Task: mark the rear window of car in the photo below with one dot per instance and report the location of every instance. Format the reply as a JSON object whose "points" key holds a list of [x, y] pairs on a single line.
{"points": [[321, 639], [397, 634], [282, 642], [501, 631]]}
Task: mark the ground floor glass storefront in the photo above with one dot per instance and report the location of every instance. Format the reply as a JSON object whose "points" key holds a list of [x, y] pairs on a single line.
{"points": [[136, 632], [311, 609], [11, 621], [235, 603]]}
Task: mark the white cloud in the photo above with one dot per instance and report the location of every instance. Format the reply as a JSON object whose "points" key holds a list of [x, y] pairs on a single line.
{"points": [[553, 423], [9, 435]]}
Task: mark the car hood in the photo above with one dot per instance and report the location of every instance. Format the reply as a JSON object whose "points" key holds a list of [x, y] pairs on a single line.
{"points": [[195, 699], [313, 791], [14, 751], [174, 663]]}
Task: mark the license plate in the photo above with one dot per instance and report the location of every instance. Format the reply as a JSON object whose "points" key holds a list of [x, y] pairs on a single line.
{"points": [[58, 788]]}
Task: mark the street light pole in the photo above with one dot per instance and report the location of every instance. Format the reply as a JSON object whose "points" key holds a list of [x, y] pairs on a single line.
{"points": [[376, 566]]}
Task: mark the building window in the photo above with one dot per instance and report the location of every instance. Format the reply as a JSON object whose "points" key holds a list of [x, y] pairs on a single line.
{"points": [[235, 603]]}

*****

## What the task asks
Give the records again, unchanged and complete.

## Worked solution
Task: mark the rear window of car in the photo below with one dot per instance and report the location of every instance. Format the reply as a JSON object whose "points" key holds a list of [x, y] pairs on a single line.
{"points": [[321, 639], [397, 634], [282, 642], [501, 631]]}
Task: mark the ground floor glass storefront in the photo above with one dot per instance and report the location of every instance. Format the reply as a JSON object whose "points" key holds a list of [x, y] pairs on a single line.
{"points": [[136, 632], [311, 609], [11, 621], [235, 603]]}
Task: mark the white cloud in the photo above with one dot per instance and report the location of every instance. Format the reply as a JSON object whose "points" key holds a list of [x, y] pairs on a single line.
{"points": [[553, 423], [9, 435]]}
Task: mark the car hood in the photo above with one dot per instance and report the location of every instance. Format the reply as a JSON object whose "points" key holds a list of [x, y] pairs on a single line.
{"points": [[195, 699], [313, 791], [14, 751], [174, 663]]}
Task: mark the license plate in the photo above with one dot per instance and report the location of every instance. Format the reply as a JSON object whose "points" key holds a list of [x, y] pairs on a single line.
{"points": [[58, 788]]}
Task: mark the street light pole in the photo above with one dot per instance and report the location of every instance. Format the reply as a JSON object whose "points" key holds a list of [x, y] pairs on a single line.
{"points": [[376, 566]]}
Task: mark the building window in the photo above with one dot per instance and report the location of every instance. Format the reply as a JSON object whose "points" key holds a list of [x, y] pairs on a single line.
{"points": [[235, 603]]}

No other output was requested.